Belge alıntısı
Tunus’ta, hükümetin kemer sıkma kararı tartışmaya neden oldu

Başkent merkezinde Cumhurbaşkanı Kays Said’in kararlarına karşı yapılan gösterilerden bir kare (EPA)
Başkent merkezinde Cumhurbaşkanı Kays Said’in kararlarına karşı yapılan gösterilerden bir kare (EPA)
TT

Tunus’ta, hükümetin kemer sıkma kararı tartışmaya neden oldu

Başkent merkezinde Cumhurbaşkanı Kays Said’in kararlarına karşı yapılan gösterilerden bir kare (EPA)
Başkent merkezinde Cumhurbaşkanı Kays Said’in kararlarına karşı yapılan gösterilerden bir kare (EPA)

Tunus hükümetinin ekonomi programının özelliklerini açıklanması, siyasi ve toplumsal çevrelerde geniş çaplı tartışmaya neden oldu. Tartışmaların nedeni, açıklanan hükümet prosedürlerinin, devlet harcamalarında azaltma, yeni vergi prosedürleri uygulama, enerji ürünlerin ve sübvansiyonlu ürünlerin fiyatlarının artırılması ve kamu sektöründe maaşların düşürülmesi gibi kararları kasıyor olmasıydı.

Girdiler
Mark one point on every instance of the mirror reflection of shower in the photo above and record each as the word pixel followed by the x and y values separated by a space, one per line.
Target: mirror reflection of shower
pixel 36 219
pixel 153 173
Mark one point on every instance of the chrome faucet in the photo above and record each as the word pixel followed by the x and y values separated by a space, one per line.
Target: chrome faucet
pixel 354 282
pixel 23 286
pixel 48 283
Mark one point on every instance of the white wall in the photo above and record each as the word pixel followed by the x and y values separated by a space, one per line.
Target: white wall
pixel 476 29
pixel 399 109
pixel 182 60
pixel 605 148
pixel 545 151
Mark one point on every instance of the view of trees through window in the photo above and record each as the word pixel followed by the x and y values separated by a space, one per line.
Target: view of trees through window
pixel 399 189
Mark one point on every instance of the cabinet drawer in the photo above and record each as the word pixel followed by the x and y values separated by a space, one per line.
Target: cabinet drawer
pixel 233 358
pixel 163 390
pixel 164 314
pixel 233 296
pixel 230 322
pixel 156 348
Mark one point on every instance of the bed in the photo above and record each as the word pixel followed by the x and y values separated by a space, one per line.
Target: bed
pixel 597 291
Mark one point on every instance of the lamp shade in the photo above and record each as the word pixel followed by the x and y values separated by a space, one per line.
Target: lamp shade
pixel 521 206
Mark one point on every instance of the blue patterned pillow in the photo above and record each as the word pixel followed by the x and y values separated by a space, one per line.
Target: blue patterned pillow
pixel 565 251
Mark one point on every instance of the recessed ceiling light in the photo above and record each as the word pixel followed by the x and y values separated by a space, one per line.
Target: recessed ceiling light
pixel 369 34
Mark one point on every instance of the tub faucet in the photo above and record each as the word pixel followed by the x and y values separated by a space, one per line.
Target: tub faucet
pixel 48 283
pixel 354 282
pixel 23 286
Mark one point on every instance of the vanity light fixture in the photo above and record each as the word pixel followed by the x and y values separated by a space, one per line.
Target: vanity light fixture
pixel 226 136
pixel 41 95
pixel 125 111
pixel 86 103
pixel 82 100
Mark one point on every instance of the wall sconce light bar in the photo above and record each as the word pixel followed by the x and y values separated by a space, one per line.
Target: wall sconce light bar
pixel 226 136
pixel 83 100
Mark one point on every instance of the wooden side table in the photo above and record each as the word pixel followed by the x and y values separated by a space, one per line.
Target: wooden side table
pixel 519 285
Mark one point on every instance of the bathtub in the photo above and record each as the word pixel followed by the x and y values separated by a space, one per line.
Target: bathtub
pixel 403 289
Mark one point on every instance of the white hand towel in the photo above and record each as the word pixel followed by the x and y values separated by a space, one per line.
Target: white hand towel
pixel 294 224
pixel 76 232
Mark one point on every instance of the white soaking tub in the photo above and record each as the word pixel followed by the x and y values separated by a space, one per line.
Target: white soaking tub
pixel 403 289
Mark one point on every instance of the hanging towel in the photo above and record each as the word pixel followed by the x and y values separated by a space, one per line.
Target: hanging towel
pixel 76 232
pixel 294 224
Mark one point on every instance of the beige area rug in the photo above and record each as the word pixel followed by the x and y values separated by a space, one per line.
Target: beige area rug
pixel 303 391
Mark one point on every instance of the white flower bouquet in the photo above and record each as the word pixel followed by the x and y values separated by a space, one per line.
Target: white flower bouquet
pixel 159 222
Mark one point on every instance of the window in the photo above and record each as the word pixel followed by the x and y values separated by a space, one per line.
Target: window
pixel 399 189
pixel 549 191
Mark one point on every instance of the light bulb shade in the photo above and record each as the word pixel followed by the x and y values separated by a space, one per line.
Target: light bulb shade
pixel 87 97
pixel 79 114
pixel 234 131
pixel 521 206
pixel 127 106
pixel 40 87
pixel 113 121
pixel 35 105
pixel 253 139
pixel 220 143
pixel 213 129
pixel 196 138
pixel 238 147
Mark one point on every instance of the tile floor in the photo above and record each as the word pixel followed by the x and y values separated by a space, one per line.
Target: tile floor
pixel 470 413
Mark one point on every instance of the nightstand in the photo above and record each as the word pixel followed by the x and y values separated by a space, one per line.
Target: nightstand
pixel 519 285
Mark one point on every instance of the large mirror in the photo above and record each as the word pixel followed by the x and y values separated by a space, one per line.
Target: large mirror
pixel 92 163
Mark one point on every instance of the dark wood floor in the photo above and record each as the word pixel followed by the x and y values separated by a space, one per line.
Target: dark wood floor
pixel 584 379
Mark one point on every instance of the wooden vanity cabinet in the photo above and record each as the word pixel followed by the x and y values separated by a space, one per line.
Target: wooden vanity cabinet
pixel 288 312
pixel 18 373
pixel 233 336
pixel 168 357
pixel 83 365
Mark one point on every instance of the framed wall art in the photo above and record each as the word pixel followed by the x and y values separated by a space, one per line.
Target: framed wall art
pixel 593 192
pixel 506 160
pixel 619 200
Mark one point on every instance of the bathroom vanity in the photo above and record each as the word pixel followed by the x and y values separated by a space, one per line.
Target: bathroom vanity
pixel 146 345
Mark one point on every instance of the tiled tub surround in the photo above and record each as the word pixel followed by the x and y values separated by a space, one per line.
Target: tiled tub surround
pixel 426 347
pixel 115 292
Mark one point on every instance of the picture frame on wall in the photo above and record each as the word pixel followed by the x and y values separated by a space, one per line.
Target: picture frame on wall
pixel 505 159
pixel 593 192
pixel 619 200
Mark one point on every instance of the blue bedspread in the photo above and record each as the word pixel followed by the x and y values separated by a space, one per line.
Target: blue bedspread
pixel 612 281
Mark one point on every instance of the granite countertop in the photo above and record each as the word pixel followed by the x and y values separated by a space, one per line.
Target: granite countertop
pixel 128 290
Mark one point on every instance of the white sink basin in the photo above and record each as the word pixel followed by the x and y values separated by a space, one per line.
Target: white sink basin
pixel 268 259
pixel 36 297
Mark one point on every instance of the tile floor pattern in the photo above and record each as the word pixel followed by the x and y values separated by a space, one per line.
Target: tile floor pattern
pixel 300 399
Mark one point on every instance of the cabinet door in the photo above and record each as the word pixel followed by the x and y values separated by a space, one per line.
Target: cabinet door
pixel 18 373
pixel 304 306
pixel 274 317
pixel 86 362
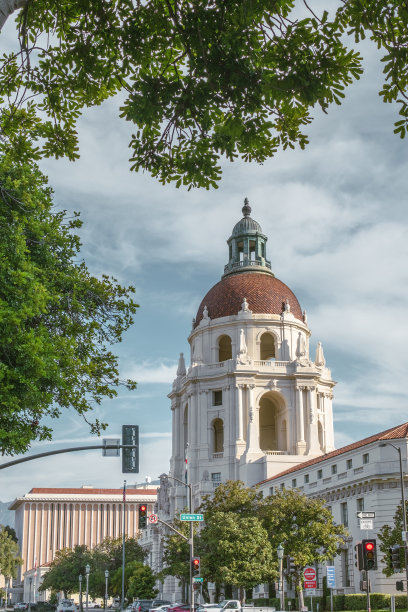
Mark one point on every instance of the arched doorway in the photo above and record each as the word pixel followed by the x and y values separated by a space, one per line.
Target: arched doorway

Görev tanımı 1
Tunus'taki kemer sıkma kararıyla ilgili habere göre aşağıdakileri yanıtlayın.
(a) Başkent merkezindeki gösteriler kimin kararlarına karşı yapıldı?
(b) Ekonomi programının açıklanması hangi çevrelerde tartışmaya yol açtı?
(c) Kararlara göre kamu sektöründeki maaşlara ne olacak?
Görev tanımı 2
Tunus'taki kemer sıkma kararıyla ilgili haberi, son cümlesinden sonrasını yazarak sürdürün.

Yazılı yanıt 1
(a) Cumhurbaşkanı Kays Said'in kararlarına karşı.
(b) Siyasi ve toplumsal çevrelerde.
(c) Maaşlar düşürülecek.

Yazılı yanıt 2
Tunus Genel İşçi Sendikası (UGTT) Genel Başkanı Nureddin Tabubi, çalışan kadınlara yönelik bir konferansta, UGTT liderlerinin hükümet tarafından sunulan ekonomi programını kabul etmeyeceklerini belirterek “Hükümet hangi maaştan bahsediyor? Daha da düşürmek istediğiniz aylık ücret zaten ne kadar ki?” sorularını yöneltti. Tabubi ‘imkansız bir prosedür’ olarak değerlendirdiği maaşların düşürülmesi önerisi karşısında, UGTT’nin sessiz kalmayacağını zira Tunus’taki maaşların uluslararası düzeyde en düşükler arasında olduğunu belirtti.
Hükümet’in UGTT’ye sunduğu belgede birçok tartışmalı öneri yer alıyordu. Bunlardan en dikkat çekenleri arasında, enerji maddelerindeki sübvansiyonları kademeli olarak kaldırılarak, endüstriyel ve evsel tüketime yönelik akaryakıt, elektrik ve gaz fiyatlarında yüzde 5 yerine yüzde 3 oranında sübvansiyon sağlayarak ürün fiyatını otomatik ayarlama mekanizması artırmanın yanı sıra elektrik ve gaz fiyatlarının otomatik kontrolü için bir komite oluşturulması yer alıyordu.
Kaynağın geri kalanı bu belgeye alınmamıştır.